## start

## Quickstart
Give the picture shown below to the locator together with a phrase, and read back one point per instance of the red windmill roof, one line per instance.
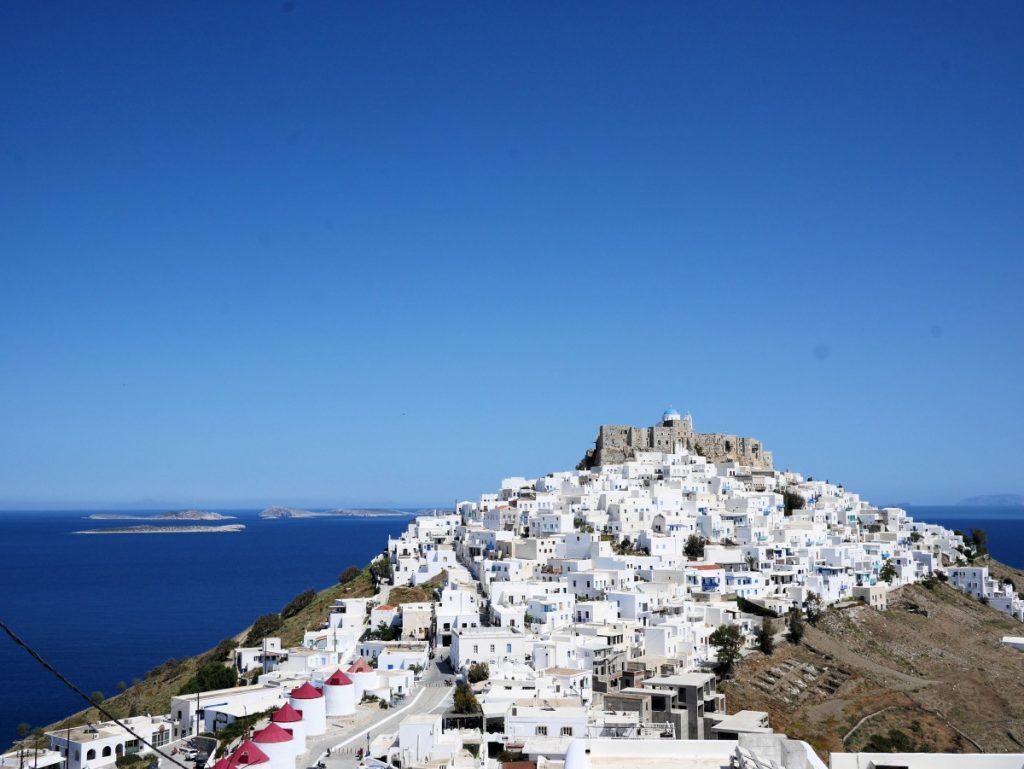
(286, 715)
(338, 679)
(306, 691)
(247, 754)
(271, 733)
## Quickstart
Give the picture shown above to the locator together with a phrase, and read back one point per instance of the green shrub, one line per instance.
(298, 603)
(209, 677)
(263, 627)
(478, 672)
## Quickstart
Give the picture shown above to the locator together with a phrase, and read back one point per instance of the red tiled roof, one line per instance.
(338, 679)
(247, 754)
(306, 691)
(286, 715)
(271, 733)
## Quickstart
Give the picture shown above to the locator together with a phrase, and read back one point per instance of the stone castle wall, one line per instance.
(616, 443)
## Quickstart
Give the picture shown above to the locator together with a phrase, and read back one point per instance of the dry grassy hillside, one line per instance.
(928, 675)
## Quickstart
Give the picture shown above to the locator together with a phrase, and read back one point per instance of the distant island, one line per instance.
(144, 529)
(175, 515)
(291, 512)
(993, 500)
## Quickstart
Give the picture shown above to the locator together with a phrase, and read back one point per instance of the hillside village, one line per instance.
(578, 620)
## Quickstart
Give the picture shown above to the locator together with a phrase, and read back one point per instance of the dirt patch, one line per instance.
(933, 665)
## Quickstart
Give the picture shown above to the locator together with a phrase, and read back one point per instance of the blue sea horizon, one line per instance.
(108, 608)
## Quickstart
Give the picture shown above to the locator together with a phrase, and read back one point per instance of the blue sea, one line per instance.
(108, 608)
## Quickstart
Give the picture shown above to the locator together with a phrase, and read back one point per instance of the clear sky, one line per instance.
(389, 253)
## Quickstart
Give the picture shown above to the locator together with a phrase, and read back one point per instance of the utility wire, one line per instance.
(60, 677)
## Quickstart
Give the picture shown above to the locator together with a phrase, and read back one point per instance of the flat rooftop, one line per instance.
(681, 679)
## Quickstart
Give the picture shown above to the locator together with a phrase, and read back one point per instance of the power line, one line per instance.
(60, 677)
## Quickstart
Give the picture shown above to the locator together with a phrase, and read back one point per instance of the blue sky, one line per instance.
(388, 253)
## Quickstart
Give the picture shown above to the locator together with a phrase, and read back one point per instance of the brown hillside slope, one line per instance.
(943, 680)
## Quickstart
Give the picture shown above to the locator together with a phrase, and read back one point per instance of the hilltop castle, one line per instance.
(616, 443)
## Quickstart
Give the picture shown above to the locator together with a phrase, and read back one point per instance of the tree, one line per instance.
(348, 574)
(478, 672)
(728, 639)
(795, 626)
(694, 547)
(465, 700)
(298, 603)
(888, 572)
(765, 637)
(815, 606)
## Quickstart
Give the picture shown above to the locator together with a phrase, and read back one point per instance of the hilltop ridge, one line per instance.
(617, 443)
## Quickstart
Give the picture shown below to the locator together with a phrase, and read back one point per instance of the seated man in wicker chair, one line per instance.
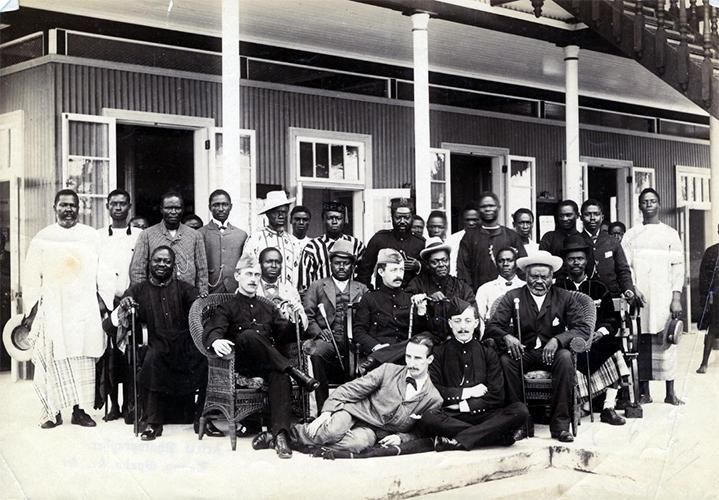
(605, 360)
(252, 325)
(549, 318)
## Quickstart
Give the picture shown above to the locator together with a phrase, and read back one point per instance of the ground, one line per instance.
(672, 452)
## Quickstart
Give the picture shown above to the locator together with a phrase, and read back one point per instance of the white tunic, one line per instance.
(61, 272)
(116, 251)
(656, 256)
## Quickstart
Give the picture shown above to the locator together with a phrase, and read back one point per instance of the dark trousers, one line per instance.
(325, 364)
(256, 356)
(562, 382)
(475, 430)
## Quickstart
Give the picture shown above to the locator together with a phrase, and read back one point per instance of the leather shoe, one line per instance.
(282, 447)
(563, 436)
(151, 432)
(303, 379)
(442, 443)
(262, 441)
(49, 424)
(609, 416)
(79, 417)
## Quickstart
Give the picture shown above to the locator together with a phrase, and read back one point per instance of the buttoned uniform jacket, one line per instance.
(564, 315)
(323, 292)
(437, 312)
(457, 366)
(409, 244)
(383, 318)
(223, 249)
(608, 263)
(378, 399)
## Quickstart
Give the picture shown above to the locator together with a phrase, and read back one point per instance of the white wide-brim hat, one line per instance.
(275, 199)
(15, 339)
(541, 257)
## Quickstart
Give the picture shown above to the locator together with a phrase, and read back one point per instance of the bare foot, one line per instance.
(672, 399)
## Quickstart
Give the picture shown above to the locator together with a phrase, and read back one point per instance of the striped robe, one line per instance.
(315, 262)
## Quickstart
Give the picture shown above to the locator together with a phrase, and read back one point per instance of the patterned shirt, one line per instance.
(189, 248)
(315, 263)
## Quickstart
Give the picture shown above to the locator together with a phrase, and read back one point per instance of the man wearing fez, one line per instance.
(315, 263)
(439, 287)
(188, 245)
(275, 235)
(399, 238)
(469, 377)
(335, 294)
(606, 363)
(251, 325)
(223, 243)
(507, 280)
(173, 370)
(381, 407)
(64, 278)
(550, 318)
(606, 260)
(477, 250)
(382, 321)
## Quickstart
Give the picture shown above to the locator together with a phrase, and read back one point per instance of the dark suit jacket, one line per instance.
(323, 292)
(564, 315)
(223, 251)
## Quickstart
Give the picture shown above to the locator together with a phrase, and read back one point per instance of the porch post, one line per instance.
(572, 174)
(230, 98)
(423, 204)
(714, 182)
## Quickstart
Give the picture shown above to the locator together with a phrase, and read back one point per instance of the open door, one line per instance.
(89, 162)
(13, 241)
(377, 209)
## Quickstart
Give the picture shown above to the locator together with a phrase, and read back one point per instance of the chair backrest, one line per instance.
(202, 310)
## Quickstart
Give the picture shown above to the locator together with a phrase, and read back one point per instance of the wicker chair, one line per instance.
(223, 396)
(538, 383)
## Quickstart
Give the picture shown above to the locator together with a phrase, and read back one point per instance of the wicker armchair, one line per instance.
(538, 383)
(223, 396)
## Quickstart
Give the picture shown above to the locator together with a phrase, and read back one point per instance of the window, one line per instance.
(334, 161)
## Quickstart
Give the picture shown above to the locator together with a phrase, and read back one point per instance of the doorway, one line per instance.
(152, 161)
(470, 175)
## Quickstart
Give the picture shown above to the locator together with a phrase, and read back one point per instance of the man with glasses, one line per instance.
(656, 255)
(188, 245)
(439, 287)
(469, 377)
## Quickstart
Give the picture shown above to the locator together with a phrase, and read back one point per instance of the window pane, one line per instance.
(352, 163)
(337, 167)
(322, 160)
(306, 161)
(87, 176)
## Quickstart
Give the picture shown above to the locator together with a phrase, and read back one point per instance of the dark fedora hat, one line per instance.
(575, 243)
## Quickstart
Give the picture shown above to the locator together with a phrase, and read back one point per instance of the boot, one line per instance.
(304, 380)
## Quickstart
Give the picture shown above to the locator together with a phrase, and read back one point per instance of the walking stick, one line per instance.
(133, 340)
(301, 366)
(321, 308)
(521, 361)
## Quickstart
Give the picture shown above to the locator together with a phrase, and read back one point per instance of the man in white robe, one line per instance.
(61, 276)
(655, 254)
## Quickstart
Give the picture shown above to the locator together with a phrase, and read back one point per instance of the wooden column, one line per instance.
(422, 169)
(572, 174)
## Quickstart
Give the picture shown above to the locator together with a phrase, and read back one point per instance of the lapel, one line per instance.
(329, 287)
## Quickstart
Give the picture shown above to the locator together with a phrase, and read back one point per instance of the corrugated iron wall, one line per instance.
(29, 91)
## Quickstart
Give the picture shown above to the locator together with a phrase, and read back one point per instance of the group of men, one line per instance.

## end

__SET EXERCISE__
Reproduce each entry precisely, dropping only the pictures.

__OUTPUT FOR THIS TASK__
## Quickstart
Give the picture shown below to the locator together with a phrase, and read back one point per instance of the red windmill roof, one line per instance.
(286, 715)
(338, 679)
(306, 691)
(247, 754)
(271, 733)
## Quickstart
Give the picture shown above to the locator together with a phrase, and read back one point per instance of the green shrub, one line per instance.
(298, 603)
(209, 677)
(263, 627)
(478, 672)
## Quickstart
Give the picture shown above to the locator together with a phrase, and read back one point per instance of the red tiled roof, one line per instance.
(338, 679)
(247, 754)
(306, 691)
(286, 715)
(271, 733)
## Quickstart
Give the picture shown above to the locator together with a phrase, and read back one point per instance of the stone castle wall, one line per instance.
(616, 443)
## Quickstart
Give the picture shown above to the locator together with a phrase, and read back one point per instance of the dry grassy hillside, one line per instance.
(928, 675)
## Quickstart
Give the picture shown above to the locator together with a phrase, and read back one point per instance of the distant island, one line per instance.
(144, 529)
(175, 515)
(291, 512)
(993, 500)
## Quickstart
Give the picture shown above to the locator together with a phrase, and read back one point per instance of the hillside village, one line per instance.
(578, 620)
## Quickstart
Give the picture shown above to the locator together with a phrase, and read back one point per instance of the dirt patch, one line per instance.
(933, 665)
## Quickstart
Give the picture shown above to the locator together with a phrase, and read back one point per instance of the blue sea horizon, one line per instance.
(108, 608)
## Quickstart
Give the picture shown above to the locator together with a phrase, and read back one point per instance of the blue sea, one line per instance.
(108, 608)
## Quickstart
Give the picture shown above to the locator together with a phrase, and read back one point per instance of the clear sky, one line per instance.
(389, 253)
## Quickstart
Give the picture shown above to the locator together with a phrase, and read back one point per instance of the utility wire, one line per instance.
(60, 677)
## Quickstart
Give the picture shown above to the locator together with a phrase, and read back one point per instance of the flat rooftop, one line per instance.
(681, 679)
## Quickstart
Give the picture shown above to the locator together with a phrase, and read back one point per instance of the power line, one line per instance.
(60, 677)
## Quickstart
Give the picture shown above to the locator together with a phrase, and read back one point per instance of the blue sky, one line per instance.
(388, 253)
## Quickstart
Give the picture shown above to the locator together with a phrase, and read back one point per instance of the brown hillside slope, one line per instance.
(943, 680)
## Quickstart
Give the picture shown above to the locator together with a phrase, and read back one point per instance of the hilltop castle, one line per instance.
(616, 443)
## Quickstart
Give the picture shown above to the locator together with a phrase, and read back one point per instance of the tree, one line per instance.
(348, 574)
(478, 672)
(728, 639)
(795, 626)
(694, 547)
(465, 700)
(298, 603)
(888, 572)
(765, 637)
(815, 606)
## Quickstart
Give the picture shown above to the locator together with a phrase, and read back one point per instance of the hilltop ridge, one line per instance.
(617, 443)
## Quickstart
Give the picture shown below to the locator together with a phrase, and read back one point per instance of the seated man in wicker chair, one line per instance.
(605, 360)
(252, 325)
(549, 318)
## Quickstart
Give the picture shown above to the locator together with a phrase, and read back one point per instance of the ground, one line per instance.
(672, 452)
## Quickstart
Give the picture shown above to the locator together with a phrase, and read back one point per instance of the white tunic, one line per instance.
(61, 272)
(116, 251)
(656, 256)
## Quickstart
Give the picture shown above to the locator together with a phrase, and read back one point per instance of the dark trousers, one line per instance.
(325, 364)
(256, 356)
(562, 382)
(475, 430)
## Quickstart
Give the picture shown above to the locator together with a phrase, and read back one point per instance of the leather shoe, one line per instance.
(282, 447)
(563, 436)
(151, 432)
(303, 379)
(442, 443)
(262, 441)
(49, 424)
(609, 416)
(79, 417)
## Quickstart
Give the picture shown above to the locator together with a phrase, and read back one point per instance of the buttoned uniform jacket, one line per instance.
(564, 315)
(323, 292)
(437, 312)
(457, 366)
(409, 244)
(383, 318)
(223, 249)
(608, 263)
(378, 399)
## Quickstart
Give the picture shown above to the locator together with a phrase, and read back one point per instance of the white wide-brim hat, one line per instance.
(275, 199)
(15, 339)
(541, 257)
## Quickstart
Give the picture shown above to the locator together with a phrase, and read back one point per instance of the bare foot, one line per instance.
(672, 399)
## Quickstart
Give the picture shown above to the locator together with a phrase, and read back one point per instance of the striped robe, one line per instance.
(315, 262)
## Quickstart
Give the picture shown above to the locator together with a phrase, and read back one point per instance of the patterned shirt, one line per instance.
(189, 248)
(315, 263)
## Quickstart
Give the picture shown above to the locator together with a phrase, and read back one point per instance of the man wearing fez, one line per instance.
(315, 263)
(439, 287)
(188, 245)
(275, 235)
(399, 238)
(469, 377)
(335, 294)
(606, 363)
(251, 325)
(223, 243)
(507, 280)
(173, 370)
(381, 407)
(64, 278)
(550, 318)
(606, 260)
(477, 250)
(382, 321)
## Quickstart
Give the picture shown above to the locator together with a phrase, and read back one point per instance of the dark suit jacket, one line per instance.
(323, 292)
(564, 315)
(223, 251)
## Quickstart
Give the picture shown above to the locator together with a phrase, and read back one point per instance of the porch post, one line per instance.
(572, 174)
(230, 98)
(423, 204)
(714, 182)
## Quickstart
Give the picture shown above to the locator together with a phrase, and read back one point per instance of the open door, one line per instance.
(89, 162)
(13, 241)
(377, 209)
## Quickstart
Give the picture shown above to the locator together with a phrase, and read back one point per instance of the chair backrest, one line per instance.
(202, 310)
## Quickstart
Give the picture shown above to the locator together with a phrase, and read back one point per instance of the wicker chair, one line per instance.
(223, 396)
(538, 383)
## Quickstart
Give the picture shown above to the locator together with a phrase, and read back one point per instance of the wicker armchair, one line per instance.
(538, 383)
(223, 396)
## Quickstart
Give the picture shown above to the locator together with a phrase, and read back one point per instance of the window, one line per instance.
(334, 161)
## Quickstart
Give the picture shown above to the locator together with a phrase, and read back one point per instance of the doorway, one line per instance.
(152, 161)
(470, 175)
## Quickstart
Give the picture shown above to the locator together with a phrase, and read back one point per instance of the man with glasses, one line per instance.
(656, 255)
(188, 245)
(439, 287)
(469, 377)
## Quickstart
Give the picture shown above to the locator together with a phrase, and read back one point per instance of the window pane, one line per instance.
(352, 163)
(337, 167)
(322, 160)
(306, 161)
(87, 176)
## Quickstart
Give the picture shown above to the locator together with a phrase, and read back one point per instance of the dark fedora hat, one line per instance.
(575, 243)
## Quickstart
Give the picture shown above to the locator together with a phrase, and read back one point per instance of the boot, one line per instance.
(304, 380)
## Quickstart
Give the picture shown above to the locator together with a phrase, and read back one point per instance of the walking stick, one line per instance.
(133, 340)
(301, 366)
(321, 308)
(521, 361)
## Quickstart
Give the picture shown above to the locator together with a phrase, and read back one point per instance of the man in white robe, one line per instance.
(61, 276)
(655, 254)
## Quickstart
Give the picture shown above to the locator together with a phrase, and read back one point per instance of the wooden column, one line per instance.
(422, 169)
(572, 174)
## Quickstart
Give the picture shown above to the locator together with a phrase, and read back one point per instance of the lapel, one line per instance.
(329, 287)
## Quickstart
Give the picture shown above to the locator together with a phrase, and read back one point per instance of the corrugated iron wall, one line per instance.
(29, 91)
## Quickstart
Give the picture shown above to the locator together with a phrase, and read back one point per instance of the group of men, one line per instance.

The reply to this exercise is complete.